> [Reading text]
After leading the Marian prayer from the window of his apartment above the supportive crowd, the Holy Father told the faithful that we must "be strongly rooted in God, solid in the good, in love and in service" to combat the sin within the Church and in the rest of the world.

Paola Dal Toso is the president of the national association of lay groups that organized the initiative of support for the Pope and mobilized the army that descended on the Vatican for the Sunday noon prayer. She said before the occasion that the idea of the event was to bring themselves "visibly around Benedict XVI as sons with their father, desiring to sustain him in his challenging ministry, expressing affection and gratitude to him for his passion for Christ and for all of humankind."

Speaking with Vatican Radio after a meeting with the Holy Father in audience on Monday morning, Cardinal Angelo Bagnasco, head of the Italian bishops said that Pope Benedict was "very content, very serene, for having seen this manifestation of such joy, closeness" in an "extremely packed" St. Peter's Square.

The prelate explained that many of the 200,000 who showed up to stand by the Holy Father were families, small and large, who had come from across the map "just to be under the Pope's window for a moment."

Cardinal Bagnasco went on to say that the great display of solidarity reinforces the awareness that the Church is of the people and particularly that there is "great affection and a great bond of gratitude" for the Pope.

The cardinal noted that for Italians, the See of Peter "represents in the heart of our people a great grace and therefore an additional reason for faith and joy." He thanked great variety of Italian Christian movements and Church groups that took part for their "vivacity" in making the occasion such a success.

He also restated the importance of prayers for the holiness of priest and the healing of abuse victims.

The head of the Italian bishops told La Repubblica newspaper in a separate interview on Sunday that this initiative was a "very simple and humble, but certainly convincing and eloquent sign" of the love of the Church and nation for the Holy Father.

L'Osservatore Romano reported that he also referred to the Pope as the "confident, sure, meek and sweet leader of the Church."

Cardinal Tarcisio Bertone, the Pope's second-in-command, told Vatican Radio on Monday that Sunday's event demonstrated "all of the affection that surrounds the Pope."

In addition, he said, it showed the will and good intentions of Christians "to profoundly renew the heart of the Church, to do penance for the sins that are in the Church and the world and to reawaken the commitment to the clean, clear and coherent testimony with the Gospel of Christ."

> [Material provided]

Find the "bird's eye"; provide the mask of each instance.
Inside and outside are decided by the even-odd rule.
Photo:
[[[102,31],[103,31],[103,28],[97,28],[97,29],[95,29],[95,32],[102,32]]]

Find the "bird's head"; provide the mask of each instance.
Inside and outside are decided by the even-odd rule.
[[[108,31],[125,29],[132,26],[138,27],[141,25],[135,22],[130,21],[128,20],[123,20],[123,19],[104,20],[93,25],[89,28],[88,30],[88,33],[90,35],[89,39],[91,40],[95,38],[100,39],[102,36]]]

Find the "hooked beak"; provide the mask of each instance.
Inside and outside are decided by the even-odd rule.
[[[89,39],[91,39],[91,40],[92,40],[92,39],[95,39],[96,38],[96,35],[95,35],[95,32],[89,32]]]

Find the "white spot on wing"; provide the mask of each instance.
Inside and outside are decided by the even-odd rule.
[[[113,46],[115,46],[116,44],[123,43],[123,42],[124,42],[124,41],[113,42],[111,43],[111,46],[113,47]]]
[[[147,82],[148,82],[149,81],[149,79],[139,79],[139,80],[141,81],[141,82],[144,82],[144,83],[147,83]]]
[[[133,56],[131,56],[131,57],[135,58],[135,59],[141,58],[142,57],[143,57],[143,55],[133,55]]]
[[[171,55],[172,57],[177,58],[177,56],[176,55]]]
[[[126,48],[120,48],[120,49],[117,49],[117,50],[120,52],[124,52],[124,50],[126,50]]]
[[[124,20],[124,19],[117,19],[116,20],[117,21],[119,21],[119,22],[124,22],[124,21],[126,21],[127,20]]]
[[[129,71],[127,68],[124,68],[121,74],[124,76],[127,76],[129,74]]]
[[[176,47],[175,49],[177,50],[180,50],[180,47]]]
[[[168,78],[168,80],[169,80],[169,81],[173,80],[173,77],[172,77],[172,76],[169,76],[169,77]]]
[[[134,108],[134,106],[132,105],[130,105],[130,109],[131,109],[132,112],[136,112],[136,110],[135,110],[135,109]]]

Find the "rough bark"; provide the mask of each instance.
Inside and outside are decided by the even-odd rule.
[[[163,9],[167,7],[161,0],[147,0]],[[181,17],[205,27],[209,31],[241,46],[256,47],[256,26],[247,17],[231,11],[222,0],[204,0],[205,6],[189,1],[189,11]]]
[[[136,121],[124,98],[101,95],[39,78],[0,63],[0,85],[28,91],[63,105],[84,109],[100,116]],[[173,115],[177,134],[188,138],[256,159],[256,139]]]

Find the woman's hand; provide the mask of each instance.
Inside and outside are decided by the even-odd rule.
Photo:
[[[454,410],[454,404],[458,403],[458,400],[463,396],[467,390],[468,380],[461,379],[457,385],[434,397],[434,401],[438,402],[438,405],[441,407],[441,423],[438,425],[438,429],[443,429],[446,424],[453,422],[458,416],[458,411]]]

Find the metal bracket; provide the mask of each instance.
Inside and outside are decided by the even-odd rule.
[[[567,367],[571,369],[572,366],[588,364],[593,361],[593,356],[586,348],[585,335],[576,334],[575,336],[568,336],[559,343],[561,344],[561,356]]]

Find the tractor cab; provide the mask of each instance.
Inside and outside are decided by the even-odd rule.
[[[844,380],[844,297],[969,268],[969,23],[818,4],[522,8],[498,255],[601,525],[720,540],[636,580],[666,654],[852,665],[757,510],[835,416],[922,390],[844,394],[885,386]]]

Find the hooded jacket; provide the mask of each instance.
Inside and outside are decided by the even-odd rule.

> [Written task 1] In the article above about the gathering for Pope Benedict XVI, write out the passage from "He also restated" to "the Holy Father.".
> [Written task 2]
Using the article about the gathering for Pope Benedict XVI, answer these questions:
(a) Who is the president of the national association of lay groups that organized the initiative?
(b) How many people showed up to stand by the Holy Father?
(c) Which newspaper did Cardinal Bagnasco speak with in a separate interview on Sunday?

> [Correct result 1]
He also restated the importance of prayers for the holiness of priest and the healing of abuse victims.

The head of the Italian bishops told La Repubblica newspaper in a separate interview on Sunday that this initiative was a "very simple and humble, but certainly convincing and eloquent sign" of the love of the Church and nation for the Holy Father.

> [Correct result 2]
(a) Paola Dal Toso
(b) 200,000
(c) La Repubblica